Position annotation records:
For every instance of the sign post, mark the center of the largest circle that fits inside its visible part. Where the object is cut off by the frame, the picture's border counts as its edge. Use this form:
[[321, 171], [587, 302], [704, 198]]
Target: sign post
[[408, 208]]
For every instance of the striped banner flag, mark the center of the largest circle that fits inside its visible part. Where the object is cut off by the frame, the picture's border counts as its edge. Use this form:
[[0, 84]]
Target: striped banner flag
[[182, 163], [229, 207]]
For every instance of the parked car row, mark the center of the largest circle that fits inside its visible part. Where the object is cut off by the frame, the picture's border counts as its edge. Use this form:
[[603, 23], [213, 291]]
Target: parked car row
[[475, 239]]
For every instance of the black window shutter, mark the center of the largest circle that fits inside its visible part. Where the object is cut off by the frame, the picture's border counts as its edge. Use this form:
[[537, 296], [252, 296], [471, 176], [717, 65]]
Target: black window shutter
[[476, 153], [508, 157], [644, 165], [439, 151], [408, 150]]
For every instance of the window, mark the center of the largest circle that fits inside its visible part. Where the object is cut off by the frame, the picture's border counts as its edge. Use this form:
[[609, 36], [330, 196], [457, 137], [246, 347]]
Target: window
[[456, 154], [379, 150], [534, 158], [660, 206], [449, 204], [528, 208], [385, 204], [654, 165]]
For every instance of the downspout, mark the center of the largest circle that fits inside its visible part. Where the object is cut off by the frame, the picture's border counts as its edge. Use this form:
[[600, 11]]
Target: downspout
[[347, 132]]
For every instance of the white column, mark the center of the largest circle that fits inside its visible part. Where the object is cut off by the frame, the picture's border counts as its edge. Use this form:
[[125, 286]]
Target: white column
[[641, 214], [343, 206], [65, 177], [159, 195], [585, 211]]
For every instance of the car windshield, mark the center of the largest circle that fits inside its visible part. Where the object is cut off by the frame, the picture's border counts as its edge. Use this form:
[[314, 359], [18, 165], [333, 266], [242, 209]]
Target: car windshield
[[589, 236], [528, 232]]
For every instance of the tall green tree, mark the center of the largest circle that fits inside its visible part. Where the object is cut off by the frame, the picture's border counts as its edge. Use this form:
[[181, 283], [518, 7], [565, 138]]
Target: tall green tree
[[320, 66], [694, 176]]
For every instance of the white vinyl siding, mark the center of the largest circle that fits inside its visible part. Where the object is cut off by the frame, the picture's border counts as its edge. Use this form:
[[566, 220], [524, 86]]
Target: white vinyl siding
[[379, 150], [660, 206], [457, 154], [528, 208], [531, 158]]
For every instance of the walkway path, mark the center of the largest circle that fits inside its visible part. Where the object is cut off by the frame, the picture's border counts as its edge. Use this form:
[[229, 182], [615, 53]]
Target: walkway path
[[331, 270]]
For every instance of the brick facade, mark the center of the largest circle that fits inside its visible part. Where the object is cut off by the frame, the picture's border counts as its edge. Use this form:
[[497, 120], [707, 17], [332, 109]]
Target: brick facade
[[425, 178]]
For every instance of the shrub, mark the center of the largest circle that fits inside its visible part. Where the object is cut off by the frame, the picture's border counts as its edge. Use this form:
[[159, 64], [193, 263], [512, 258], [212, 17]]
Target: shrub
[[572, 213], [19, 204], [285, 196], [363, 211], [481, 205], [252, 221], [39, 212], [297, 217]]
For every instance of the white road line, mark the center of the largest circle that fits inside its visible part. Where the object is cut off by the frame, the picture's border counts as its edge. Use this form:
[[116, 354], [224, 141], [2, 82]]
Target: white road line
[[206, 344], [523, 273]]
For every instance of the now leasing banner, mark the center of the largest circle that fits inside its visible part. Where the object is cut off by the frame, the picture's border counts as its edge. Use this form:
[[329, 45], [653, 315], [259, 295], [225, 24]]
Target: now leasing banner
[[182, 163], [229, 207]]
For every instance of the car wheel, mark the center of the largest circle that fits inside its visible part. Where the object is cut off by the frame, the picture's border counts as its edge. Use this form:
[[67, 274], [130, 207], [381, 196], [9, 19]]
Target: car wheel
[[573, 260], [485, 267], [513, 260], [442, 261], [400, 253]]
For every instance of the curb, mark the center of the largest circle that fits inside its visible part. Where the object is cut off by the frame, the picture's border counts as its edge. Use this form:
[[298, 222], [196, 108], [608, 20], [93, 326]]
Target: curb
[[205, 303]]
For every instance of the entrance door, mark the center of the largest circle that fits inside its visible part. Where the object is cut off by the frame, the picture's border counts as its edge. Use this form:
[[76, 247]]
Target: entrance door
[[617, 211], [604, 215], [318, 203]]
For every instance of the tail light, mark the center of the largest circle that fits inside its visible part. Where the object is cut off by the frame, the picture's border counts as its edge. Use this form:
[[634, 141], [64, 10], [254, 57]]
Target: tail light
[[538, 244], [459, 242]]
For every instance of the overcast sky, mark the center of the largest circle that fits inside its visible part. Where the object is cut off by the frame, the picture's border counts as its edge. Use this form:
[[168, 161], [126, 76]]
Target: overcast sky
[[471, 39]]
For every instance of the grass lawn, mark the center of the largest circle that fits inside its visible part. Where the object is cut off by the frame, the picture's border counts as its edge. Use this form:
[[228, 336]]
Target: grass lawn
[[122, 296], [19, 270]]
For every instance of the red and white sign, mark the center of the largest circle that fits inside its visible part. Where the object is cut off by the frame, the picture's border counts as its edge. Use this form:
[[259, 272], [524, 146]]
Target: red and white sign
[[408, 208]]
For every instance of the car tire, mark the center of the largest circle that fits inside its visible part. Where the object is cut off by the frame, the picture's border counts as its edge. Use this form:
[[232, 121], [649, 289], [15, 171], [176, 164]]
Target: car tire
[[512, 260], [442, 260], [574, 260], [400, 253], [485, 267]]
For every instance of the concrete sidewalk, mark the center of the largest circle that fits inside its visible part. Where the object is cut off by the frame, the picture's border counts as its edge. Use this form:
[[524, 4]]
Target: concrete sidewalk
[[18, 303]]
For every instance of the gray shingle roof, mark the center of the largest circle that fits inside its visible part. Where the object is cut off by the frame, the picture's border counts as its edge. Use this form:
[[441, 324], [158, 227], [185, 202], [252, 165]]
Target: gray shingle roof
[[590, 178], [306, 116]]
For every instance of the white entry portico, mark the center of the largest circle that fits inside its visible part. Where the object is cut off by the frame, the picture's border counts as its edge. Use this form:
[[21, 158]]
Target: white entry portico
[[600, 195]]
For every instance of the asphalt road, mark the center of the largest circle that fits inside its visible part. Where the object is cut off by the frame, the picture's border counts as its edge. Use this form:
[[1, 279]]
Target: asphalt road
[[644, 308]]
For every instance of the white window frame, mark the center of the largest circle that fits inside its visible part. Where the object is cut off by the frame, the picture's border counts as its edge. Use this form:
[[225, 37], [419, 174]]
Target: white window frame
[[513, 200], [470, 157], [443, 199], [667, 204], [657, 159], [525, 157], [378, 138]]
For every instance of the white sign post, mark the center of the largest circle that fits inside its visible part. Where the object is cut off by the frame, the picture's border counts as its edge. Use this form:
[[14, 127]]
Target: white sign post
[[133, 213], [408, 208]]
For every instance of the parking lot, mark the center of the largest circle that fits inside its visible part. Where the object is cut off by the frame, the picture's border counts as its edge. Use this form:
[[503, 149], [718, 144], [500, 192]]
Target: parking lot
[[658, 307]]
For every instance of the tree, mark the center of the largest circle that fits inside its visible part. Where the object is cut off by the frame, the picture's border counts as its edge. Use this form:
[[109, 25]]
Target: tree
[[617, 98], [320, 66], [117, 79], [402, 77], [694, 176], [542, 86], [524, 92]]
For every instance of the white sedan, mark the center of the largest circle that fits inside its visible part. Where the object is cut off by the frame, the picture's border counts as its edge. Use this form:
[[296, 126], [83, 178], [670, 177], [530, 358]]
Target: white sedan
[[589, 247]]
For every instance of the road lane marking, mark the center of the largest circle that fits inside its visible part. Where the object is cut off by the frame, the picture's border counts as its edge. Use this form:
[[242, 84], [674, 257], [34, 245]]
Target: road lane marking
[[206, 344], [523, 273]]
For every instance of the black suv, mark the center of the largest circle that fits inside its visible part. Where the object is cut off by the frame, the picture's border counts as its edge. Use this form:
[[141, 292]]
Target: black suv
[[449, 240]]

What is expected:
Rewrite the material from the line containing "For every instance of the white sedan, mark" through the end, inclusive, keeping the requests and their sample coordinates unchanged. Rescale only the point coordinates in the answers by multiplying each by 1.55 and rounding to whole numbers, with halves rounded up.

Response to this exercise:
For every instance of the white sedan, mark the center of the largest circle that fits inside its visible part. Where the object is cut off by the frame, the picture's border counts as its edge. Use this form:
[[296, 126], [83, 178], [670, 177], [530, 358]]
Target: white sedan
[[913, 383]]
For every instance of the road lane marking, mark the center of the largest circle that fits inside its visible part. Where the object is cut off by the frame, the picture's border counts as its edge. Use this form:
[[242, 84], [674, 257], [34, 245]]
Target: road lane marking
[[319, 533], [811, 423]]
For every instance of the black suv, mark the center of the largest circle that fits inside its visible part. Where the object is cut off by the frame, the picture's border counts as its edge. Use this form:
[[141, 292]]
Target: black suv
[[696, 372]]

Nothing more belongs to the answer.